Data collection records
* * * *

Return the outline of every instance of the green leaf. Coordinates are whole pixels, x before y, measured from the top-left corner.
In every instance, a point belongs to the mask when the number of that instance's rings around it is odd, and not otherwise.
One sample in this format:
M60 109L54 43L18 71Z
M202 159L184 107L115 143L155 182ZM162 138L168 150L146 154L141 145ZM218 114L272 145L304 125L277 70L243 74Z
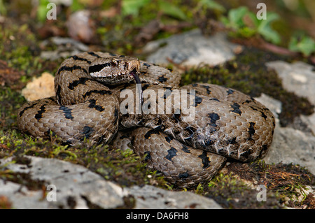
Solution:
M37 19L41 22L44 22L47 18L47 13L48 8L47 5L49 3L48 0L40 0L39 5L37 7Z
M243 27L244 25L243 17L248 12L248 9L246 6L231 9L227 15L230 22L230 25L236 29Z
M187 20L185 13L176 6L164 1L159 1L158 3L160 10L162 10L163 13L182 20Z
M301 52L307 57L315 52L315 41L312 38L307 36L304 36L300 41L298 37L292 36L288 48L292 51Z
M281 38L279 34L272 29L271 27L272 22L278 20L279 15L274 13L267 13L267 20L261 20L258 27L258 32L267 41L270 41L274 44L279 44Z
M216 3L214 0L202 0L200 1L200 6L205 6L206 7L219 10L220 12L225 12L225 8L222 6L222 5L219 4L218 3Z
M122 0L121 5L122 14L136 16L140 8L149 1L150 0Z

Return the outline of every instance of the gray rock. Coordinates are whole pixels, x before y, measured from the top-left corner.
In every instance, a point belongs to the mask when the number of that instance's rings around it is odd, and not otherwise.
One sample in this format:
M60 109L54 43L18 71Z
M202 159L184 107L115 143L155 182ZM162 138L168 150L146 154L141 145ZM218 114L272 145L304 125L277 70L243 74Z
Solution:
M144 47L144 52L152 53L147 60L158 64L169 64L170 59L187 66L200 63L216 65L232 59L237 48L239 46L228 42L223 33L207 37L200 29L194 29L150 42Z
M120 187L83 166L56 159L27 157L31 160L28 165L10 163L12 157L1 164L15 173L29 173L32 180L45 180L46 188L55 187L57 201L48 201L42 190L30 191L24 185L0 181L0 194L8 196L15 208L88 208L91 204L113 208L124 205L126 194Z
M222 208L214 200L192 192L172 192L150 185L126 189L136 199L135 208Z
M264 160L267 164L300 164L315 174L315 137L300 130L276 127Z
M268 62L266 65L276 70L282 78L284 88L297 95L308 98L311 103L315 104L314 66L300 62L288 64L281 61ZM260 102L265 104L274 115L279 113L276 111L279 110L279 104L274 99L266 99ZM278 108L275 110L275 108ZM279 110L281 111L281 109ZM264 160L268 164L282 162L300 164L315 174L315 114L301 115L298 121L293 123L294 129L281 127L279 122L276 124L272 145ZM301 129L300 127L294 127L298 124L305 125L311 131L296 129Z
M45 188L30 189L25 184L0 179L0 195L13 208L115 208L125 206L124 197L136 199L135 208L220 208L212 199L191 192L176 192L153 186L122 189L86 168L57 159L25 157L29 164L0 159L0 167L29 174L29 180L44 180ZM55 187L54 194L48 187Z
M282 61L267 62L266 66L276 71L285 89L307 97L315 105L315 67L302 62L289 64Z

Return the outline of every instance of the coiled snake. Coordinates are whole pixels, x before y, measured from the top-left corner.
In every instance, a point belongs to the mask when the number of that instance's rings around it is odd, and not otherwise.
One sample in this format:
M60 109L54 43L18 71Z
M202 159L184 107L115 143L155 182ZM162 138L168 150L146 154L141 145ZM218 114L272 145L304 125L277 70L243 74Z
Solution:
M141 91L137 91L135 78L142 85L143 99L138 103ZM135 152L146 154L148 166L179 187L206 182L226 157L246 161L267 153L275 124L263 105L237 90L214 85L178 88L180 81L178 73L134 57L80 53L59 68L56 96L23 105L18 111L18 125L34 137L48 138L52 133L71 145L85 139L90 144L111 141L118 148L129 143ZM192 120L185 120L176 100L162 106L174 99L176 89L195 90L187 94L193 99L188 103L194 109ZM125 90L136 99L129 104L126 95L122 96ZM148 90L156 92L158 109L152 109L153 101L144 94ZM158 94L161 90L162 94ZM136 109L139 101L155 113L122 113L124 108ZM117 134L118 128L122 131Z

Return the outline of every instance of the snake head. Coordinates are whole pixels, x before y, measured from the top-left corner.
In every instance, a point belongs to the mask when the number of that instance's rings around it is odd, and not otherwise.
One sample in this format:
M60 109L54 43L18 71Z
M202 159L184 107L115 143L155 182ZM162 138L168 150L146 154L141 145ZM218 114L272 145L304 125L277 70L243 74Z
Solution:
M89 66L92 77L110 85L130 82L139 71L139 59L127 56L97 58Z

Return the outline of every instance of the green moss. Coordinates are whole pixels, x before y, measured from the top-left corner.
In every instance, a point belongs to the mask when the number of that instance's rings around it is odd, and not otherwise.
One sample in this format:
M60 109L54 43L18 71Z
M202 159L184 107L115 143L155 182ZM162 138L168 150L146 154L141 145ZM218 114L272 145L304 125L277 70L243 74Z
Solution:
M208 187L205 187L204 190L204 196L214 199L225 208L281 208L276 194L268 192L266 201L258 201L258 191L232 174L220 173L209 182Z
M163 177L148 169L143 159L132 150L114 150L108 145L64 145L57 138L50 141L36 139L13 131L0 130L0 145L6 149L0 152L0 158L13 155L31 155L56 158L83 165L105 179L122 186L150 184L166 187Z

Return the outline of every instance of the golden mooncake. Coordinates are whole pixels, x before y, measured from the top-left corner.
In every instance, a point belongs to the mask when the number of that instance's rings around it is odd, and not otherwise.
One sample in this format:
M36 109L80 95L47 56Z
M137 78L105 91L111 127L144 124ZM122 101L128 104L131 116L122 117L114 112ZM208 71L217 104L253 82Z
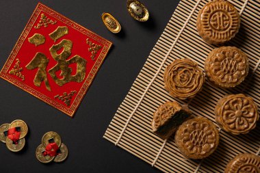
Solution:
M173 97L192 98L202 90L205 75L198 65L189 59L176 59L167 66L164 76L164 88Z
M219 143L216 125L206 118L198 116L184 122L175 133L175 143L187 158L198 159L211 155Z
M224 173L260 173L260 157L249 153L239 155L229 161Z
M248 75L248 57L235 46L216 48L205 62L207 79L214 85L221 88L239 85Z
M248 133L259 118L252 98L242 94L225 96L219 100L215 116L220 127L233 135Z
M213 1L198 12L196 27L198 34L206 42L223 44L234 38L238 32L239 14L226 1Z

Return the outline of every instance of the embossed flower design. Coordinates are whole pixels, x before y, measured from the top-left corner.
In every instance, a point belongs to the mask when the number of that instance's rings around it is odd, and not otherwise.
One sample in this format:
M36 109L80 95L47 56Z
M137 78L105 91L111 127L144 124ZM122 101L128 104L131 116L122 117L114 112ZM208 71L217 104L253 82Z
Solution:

* * * *

■ Exercise goal:
Convert every line of the listing above into a JSON list of strings, one string per line, skipping blank lines. Leave out the picture markers.

■ Response to this exercise:
[
  "Return the outline of every instance of the green leaf. Coordinates are whole pixels, x before y, measured from the top-left corner.",
  "In every instance, a point belongs to the mask when the number of that instance's rings around it is odd, and not otherwise.",
  "One sample in this format:",
  "M60 109L54 43L18 71Z",
  "M202 159L184 107L115 143L155 182ZM162 138L168 150L146 154L141 145ZM218 114L272 145L304 125L277 70L243 74Z",
  "Solution:",
  "M37 19L41 22L44 22L47 18L47 13L48 8L47 5L49 3L48 0L40 0L39 5L37 7Z",
  "M243 27L244 25L243 17L248 12L248 9L246 6L231 9L227 15L230 22L230 25L236 29Z",
  "M187 20L185 13L176 6L164 1L159 1L158 3L160 10L162 10L163 13L182 20Z",
  "M301 52L307 57L315 52L315 41L312 38L307 36L304 36L300 41L298 37L292 36L288 48L292 51Z",
  "M281 38L279 34L272 29L271 27L272 22L278 20L279 15L274 13L267 13L267 20L261 20L258 27L258 32L267 41L270 41L274 44L279 44Z",
  "M216 3L214 0L202 0L200 1L200 6L205 6L206 7L219 10L220 12L225 12L225 8L222 6L222 5L219 4L218 3Z",
  "M122 0L121 5L122 14L136 16L140 8L149 1L150 0Z",
  "Return the outline of every instance of the gray rock. Coordinates are whole pixels, x before y, measured from the top-left corner.",
  "In every instance, a point belongs to the mask when the number of that instance's rings around it is odd, and not otherwise.",
  "One sample in this format:",
  "M60 109L54 43L18 71Z",
  "M202 159L184 107L115 143L155 182ZM162 138L168 150L146 154L141 145ZM218 114L272 145L304 125L277 70L243 74Z",
  "Solution:",
  "M144 47L144 52L152 53L147 60L158 64L169 64L170 59L187 66L200 63L216 65L232 59L237 48L239 46L228 42L223 33L207 37L200 29L194 29L150 42Z",
  "M120 187L83 166L56 159L27 157L31 160L28 165L10 163L12 157L1 164L15 173L29 173L32 180L45 180L46 188L55 187L57 201L48 201L42 190L30 191L24 185L0 181L0 194L8 196L15 208L88 208L91 204L113 208L124 205L126 194Z",
  "M222 208L214 200L192 192L172 192L150 185L126 189L136 199L135 208Z",
  "M264 160L267 164L300 164L315 174L315 137L300 130L276 127Z",
  "M268 62L266 65L276 70L282 78L284 88L297 95L308 98L311 103L315 104L314 66L300 62L288 64L281 61ZM260 102L265 104L274 115L279 113L276 111L279 110L279 104L274 99L266 99ZM278 108L275 110L275 108ZM279 110L281 111L281 109ZM264 160L268 164L282 162L300 164L315 174L315 114L301 115L298 121L293 123L294 129L281 127L279 122L276 124L272 145ZM301 129L300 127L294 127L298 124L305 125L311 131L296 129Z",
  "M45 188L30 189L25 184L0 179L0 195L13 208L115 208L125 206L124 197L136 199L135 208L220 208L212 199L191 192L176 192L153 186L122 189L86 168L57 159L25 157L29 164L0 159L0 167L29 174L29 180L44 180ZM55 187L54 194L48 187Z",
  "M282 61L267 62L266 66L276 71L285 89L307 97L315 105L315 67L302 62L289 64Z",
  "Return the outline of every instance of the coiled snake. Coordinates are whole pixels, x before y, measured from the top-left corner.",
  "In every instance, a point belongs to the mask when the number of that instance's rings around it is odd, and not otherwise.",
  "One sample in this format:",
  "M60 109L54 43L18 71Z",
  "M202 159L184 107L115 143L155 182ZM162 138L168 150L146 154L141 145ZM218 114L272 145L304 125L277 70L243 74Z",
  "Solution:",
  "M141 91L137 91L135 78L142 85L143 99L138 103ZM135 152L146 154L148 166L179 187L206 182L226 157L246 161L267 153L275 124L263 105L237 90L214 85L178 88L180 81L178 73L134 57L80 53L59 68L56 96L23 105L18 111L18 125L34 137L48 138L52 133L71 145L85 139L90 144L111 141L118 148L129 143ZM192 120L185 120L176 100L162 106L174 99L176 89L195 90L187 94L193 99L188 103L194 109ZM125 90L136 99L129 104L126 95L122 96ZM148 90L156 92L158 109L152 109L153 101L144 94ZM158 94L161 90L162 94ZM136 109L139 101L155 113L122 113L124 108ZM117 134L118 128L122 131Z",
  "Return the outline of every instance of the snake head. Coordinates are whole pixels, x before y, measured from the top-left corner.",
  "In every instance, a point belongs to the mask when the number of that instance's rings around it is odd, and not otherwise.",
  "One sample in this format:",
  "M60 109L54 43L18 71Z",
  "M202 159L184 107L115 143L155 182ZM162 138L168 150L146 154L141 145ZM218 114L272 145L304 125L277 70L243 74Z",
  "Solution:",
  "M89 66L92 77L110 85L130 82L139 71L139 59L127 56L97 58Z",
  "Return the outline of every instance of the green moss. Coordinates are whole pixels, x before y, measured from the top-left corner.",
  "In every instance, a point belongs to the mask when the number of that instance's rings around it is odd, and not otherwise.",
  "One sample in this format:",
  "M60 109L54 43L18 71Z",
  "M202 159L184 107L115 143L155 182ZM162 138L168 150L146 154L141 145ZM218 114L272 145L304 125L277 70L243 74Z",
  "Solution:",
  "M208 187L205 187L204 190L204 196L214 199L225 208L281 208L276 194L268 192L266 201L258 201L258 191L232 174L220 173L209 182Z",
  "M163 177L148 169L143 159L132 150L114 150L108 145L64 145L57 138L50 141L36 139L13 131L0 130L0 145L6 149L0 152L0 158L13 155L31 155L56 158L83 165L105 179L122 186L150 184L166 187Z",
  "Return the outline of every instance of the golden mooncake. Coordinates are whole pixels, x before y, measured from the top-left corner.",
  "In every instance, a point belongs to the mask when the number of that instance's rings around it is odd, and not otherwise.",
  "One sample in this format:",
  "M36 109L80 95L47 56Z",
  "M137 78L105 91L111 127L144 124ZM122 101L128 104L131 116L122 117L114 112ZM208 71L217 104L253 82Z",
  "Solution:",
  "M173 97L192 98L202 90L205 75L198 65L189 59L176 59L167 66L164 76L164 88Z",
  "M219 143L216 125L206 118L198 116L184 122L175 133L175 143L187 158L198 159L211 155Z",
  "M224 173L260 173L260 157L249 153L239 155L229 161Z",
  "M248 75L248 57L235 46L216 48L205 62L207 79L214 85L221 88L239 85Z",
  "M248 133L259 118L252 98L242 94L225 96L219 100L215 116L220 127L233 135Z",
  "M213 1L198 12L196 27L198 34L206 42L223 44L234 38L238 32L239 14L226 1Z",
  "Return the outline of every instance of the embossed flower design. Coordinates are whole pixels, x before y, measured from the top-left corner.",
  "In every instance, a point belongs to the mask when the number of that instance's rings around it is odd, and not otherwise.",
  "One sample in this format:",
  "M36 109L80 95L47 56Z",
  "M137 78L105 91L111 127L144 124ZM122 101L128 104L131 116L122 117L114 112ZM208 71L217 104L253 82Z",
  "Solution:"
]